■ Given problem: Pull out each line of the items below that contains the string "sandwich", and copy those lines with nothing else.

[Segmentation dataset excerpts]
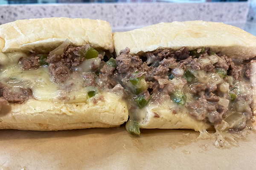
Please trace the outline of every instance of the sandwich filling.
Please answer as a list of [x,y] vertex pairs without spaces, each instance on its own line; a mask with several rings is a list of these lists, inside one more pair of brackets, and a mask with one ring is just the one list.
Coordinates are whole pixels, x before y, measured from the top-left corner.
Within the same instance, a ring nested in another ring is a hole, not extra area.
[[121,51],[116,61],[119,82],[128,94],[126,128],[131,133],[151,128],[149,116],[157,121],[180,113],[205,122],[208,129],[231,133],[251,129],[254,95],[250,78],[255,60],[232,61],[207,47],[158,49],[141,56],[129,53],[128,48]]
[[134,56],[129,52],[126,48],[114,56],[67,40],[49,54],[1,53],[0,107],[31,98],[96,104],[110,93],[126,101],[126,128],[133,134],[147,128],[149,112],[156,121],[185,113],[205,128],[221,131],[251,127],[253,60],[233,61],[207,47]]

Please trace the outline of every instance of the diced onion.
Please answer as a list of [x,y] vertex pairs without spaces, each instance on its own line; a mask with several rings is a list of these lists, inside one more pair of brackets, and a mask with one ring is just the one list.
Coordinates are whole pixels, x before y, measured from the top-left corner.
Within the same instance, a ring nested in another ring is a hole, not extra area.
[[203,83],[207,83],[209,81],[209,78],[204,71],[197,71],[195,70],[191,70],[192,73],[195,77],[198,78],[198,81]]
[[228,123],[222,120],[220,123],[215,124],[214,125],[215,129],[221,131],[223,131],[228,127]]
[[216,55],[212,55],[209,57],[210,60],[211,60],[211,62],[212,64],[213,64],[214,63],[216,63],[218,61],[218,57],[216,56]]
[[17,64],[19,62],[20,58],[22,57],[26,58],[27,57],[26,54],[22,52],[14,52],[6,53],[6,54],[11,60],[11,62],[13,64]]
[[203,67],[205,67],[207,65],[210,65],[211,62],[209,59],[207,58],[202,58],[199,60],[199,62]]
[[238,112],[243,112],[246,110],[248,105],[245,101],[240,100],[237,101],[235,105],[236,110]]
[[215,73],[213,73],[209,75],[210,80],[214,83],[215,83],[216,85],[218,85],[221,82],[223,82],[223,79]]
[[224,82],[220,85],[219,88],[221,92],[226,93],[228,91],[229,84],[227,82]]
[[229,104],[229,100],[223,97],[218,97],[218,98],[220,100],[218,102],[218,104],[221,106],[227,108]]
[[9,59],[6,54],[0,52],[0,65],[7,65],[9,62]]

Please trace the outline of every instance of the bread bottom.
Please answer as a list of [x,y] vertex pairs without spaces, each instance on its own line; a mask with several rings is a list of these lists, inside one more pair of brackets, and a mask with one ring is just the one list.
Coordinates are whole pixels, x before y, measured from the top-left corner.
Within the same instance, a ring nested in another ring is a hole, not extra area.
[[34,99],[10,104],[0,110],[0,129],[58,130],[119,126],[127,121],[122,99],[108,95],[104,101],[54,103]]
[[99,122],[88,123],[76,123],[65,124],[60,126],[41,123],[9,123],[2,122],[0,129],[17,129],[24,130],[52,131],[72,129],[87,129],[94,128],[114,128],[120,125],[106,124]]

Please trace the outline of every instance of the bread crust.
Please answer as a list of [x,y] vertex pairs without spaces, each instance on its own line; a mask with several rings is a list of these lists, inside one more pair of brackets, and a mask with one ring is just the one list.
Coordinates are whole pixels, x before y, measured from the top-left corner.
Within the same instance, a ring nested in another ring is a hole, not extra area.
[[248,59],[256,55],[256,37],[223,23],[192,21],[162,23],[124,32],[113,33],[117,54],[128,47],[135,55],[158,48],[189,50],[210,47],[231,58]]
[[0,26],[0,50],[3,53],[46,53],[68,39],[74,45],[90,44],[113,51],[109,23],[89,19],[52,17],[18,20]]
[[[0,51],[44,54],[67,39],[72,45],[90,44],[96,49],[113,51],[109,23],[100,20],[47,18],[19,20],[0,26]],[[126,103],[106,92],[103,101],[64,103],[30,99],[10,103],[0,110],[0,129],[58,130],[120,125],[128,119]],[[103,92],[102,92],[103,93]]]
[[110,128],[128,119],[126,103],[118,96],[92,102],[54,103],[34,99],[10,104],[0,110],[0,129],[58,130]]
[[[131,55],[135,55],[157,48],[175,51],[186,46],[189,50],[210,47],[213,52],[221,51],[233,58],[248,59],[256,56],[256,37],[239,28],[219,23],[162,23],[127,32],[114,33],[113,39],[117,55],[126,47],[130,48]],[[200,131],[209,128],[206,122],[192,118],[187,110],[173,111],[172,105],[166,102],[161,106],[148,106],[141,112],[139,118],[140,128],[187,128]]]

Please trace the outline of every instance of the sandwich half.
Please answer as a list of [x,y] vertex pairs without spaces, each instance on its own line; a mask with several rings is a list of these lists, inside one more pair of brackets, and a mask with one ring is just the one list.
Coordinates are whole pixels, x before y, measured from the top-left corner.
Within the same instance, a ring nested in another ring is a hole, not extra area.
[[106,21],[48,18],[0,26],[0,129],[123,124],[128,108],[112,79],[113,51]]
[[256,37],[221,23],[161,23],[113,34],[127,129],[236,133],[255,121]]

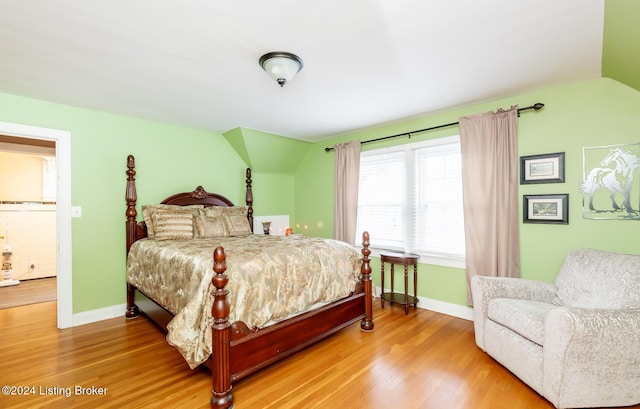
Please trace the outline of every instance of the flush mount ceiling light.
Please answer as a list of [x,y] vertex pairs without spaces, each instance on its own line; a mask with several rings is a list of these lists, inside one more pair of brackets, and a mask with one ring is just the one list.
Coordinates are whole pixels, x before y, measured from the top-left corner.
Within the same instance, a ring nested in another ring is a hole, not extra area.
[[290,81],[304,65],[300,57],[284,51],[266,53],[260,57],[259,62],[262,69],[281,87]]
---
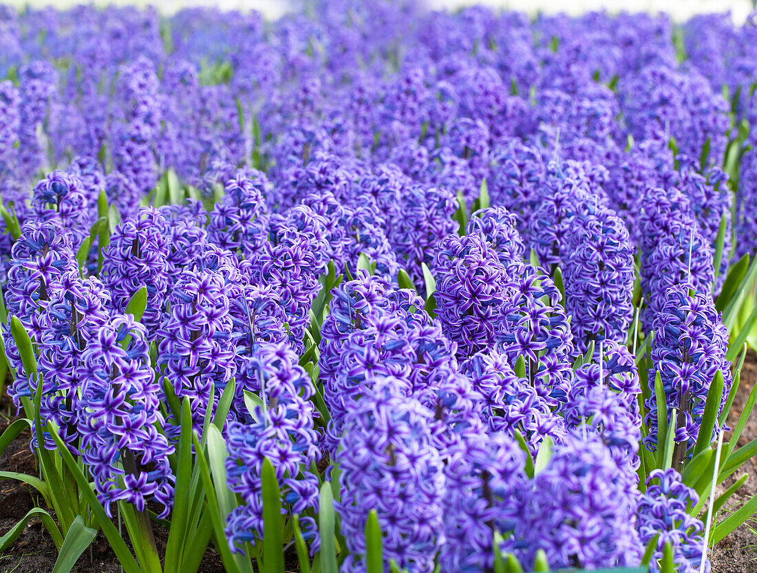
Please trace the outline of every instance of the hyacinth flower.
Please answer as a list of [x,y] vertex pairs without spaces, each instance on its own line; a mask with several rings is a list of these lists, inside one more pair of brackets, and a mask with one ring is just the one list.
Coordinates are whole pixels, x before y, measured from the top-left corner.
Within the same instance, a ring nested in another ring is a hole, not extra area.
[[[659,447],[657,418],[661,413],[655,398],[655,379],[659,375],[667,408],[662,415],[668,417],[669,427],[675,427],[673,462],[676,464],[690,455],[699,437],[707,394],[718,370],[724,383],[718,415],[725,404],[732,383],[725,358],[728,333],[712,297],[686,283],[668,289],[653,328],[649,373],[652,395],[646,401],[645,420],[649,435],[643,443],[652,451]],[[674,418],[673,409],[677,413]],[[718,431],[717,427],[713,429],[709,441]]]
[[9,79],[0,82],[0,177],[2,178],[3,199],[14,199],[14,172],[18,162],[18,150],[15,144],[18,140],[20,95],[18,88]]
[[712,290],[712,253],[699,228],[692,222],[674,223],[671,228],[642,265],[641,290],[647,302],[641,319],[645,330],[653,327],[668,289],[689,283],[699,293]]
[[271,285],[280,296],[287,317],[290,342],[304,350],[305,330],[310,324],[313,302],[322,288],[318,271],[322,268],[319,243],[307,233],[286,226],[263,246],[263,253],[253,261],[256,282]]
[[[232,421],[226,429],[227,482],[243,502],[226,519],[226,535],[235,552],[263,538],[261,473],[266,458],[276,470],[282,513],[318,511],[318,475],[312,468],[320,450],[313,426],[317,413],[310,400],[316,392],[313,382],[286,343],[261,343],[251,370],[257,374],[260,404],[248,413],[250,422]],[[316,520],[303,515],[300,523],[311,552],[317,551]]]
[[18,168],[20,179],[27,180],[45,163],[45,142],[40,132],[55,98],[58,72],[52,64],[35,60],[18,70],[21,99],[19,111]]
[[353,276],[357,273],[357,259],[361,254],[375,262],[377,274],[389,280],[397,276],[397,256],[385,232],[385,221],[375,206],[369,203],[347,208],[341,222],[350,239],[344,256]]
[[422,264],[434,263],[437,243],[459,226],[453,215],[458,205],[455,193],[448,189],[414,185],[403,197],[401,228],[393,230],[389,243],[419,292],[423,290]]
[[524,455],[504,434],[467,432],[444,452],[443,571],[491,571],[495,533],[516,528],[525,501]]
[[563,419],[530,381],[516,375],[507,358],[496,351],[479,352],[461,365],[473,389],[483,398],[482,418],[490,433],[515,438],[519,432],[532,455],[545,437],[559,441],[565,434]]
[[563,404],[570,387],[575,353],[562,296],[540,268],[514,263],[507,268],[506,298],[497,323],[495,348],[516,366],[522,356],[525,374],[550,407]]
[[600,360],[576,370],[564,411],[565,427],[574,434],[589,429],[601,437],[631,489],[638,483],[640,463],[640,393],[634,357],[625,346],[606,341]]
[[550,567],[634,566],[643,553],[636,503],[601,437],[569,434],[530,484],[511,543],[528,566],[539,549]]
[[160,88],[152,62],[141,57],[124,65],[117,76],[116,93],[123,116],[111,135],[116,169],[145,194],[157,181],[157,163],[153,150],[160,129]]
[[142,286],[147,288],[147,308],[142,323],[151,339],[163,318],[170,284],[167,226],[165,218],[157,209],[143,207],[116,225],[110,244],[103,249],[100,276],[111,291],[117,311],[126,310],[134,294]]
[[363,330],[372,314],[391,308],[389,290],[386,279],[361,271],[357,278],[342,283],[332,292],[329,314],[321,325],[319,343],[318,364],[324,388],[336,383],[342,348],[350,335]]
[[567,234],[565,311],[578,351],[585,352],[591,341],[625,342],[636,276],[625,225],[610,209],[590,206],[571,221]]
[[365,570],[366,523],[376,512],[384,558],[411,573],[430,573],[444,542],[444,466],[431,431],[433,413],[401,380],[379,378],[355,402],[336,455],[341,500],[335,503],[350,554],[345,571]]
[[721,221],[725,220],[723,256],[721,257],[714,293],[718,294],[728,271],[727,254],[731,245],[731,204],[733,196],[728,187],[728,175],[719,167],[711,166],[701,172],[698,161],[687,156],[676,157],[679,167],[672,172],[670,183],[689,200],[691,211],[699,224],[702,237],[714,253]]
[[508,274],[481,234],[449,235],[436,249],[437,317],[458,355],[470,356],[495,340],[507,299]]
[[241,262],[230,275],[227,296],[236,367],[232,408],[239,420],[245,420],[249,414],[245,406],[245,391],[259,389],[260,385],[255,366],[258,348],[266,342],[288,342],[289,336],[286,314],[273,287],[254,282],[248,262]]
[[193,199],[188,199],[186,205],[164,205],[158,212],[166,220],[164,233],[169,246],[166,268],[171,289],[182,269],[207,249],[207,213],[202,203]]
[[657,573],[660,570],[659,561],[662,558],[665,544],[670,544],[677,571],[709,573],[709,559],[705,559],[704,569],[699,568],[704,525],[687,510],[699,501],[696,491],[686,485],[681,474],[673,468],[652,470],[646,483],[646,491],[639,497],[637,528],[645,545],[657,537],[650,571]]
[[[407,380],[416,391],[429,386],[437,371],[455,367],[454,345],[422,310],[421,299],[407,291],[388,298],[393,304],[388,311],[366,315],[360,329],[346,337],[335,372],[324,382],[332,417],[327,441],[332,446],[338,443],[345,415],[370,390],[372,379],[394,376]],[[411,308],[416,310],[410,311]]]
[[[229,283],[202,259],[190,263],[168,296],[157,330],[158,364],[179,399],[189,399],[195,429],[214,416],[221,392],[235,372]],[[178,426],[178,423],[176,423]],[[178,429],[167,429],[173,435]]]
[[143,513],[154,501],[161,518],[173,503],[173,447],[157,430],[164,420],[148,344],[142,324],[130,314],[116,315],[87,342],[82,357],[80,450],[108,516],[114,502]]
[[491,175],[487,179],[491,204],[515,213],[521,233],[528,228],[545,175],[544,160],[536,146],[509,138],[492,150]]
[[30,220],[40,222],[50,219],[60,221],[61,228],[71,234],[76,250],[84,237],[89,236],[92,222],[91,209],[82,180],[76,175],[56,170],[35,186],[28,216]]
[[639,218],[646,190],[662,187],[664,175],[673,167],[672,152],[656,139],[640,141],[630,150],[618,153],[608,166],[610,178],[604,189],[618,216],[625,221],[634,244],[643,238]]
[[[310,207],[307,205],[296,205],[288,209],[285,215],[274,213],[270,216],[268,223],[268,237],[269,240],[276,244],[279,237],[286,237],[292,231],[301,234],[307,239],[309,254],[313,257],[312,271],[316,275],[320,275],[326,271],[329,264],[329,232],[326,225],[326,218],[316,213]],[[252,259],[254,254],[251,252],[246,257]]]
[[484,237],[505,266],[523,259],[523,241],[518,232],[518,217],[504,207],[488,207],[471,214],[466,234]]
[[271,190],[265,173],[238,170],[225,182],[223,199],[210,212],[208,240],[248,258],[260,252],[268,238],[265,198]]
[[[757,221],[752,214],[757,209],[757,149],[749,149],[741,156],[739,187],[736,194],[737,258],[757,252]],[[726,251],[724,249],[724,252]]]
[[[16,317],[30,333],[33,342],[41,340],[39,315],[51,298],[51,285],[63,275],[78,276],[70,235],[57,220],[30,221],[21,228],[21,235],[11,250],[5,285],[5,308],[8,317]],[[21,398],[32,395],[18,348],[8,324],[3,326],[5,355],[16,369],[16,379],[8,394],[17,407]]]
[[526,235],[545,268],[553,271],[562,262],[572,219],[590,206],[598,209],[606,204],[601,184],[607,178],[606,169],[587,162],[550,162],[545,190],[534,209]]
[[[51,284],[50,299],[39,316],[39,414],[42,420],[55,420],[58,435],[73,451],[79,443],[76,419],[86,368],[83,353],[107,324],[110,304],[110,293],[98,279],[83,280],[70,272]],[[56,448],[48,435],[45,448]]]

■ Exercise solution:
Please trace the outline of every instance of the sandwich filling.
Please trace the outline of every instance of the sandwich half.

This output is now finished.